- **Your objective**
In two sentences, summarize the post titled "By the Numbers."

- **Reading passage**
◆ ◆ ◆ ◆ ◆ ◆ ◆
Tuesday, August 17, 2010

By the Numbers

My Eschaton buddy JR isn't sure if numbers themselves, rather than the sets they describe, exist. I do think numbers exist; if I can think about them, manipulate them and use them, they have to, at some level at least. And they're wicked useful. Problem is, they're willfully misunderstood. Over and over again, throughout our culture and society, the attempt is made to simplify complex entities by placing them in correspondence with numbers on the real number line. Makes things easier to compare, define, act on, but does violence to reality. It can be shown that the law of trichotomy--any real number must be greater than, less than, or equal to any other--fails even with the relatively simple expansion of complex numbers. There are things which cannot be quantitated. Working with them as if they can be isn't likely to succeed.

Examples abound: speeding over reckless driving. A breathalyzer number over intoxication. IQ over intelligence. The US News college rankings. Testing as a measure of teacher and school competence. Economic models as sufficient descriptions of human society, privileged over and trivializing social, moral, ethical considerations--what Tony Judt calls 'economism'. Quantitative scientific observations and theorizing in theory able to explain all phenomana, and, if they can't, it bespeaks the limitations of our current scientific knowledge rather than of science itself.
◆ ◆ ◆ ◆ ◆ ◆ ◆
- **Source data**
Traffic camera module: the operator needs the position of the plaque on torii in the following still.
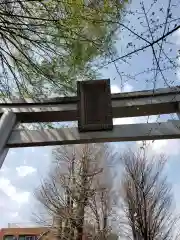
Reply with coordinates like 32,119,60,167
77,79,113,132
◆ ◆ ◆ ◆ ◆ ◆ ◆
- **Task response**
The writer holds that numbers exist and are very useful but are willfully misunderstood, because society keeps trying to simplify complex things by matching them to numbers on the real number line, which makes comparison easier but does violence to reality. Some things cannot be quantitated, and the writer gives examples such as IQ standing in for intelligence, testing used to measure teacher and school competence, and economic models treated as sufficient descriptions of human society.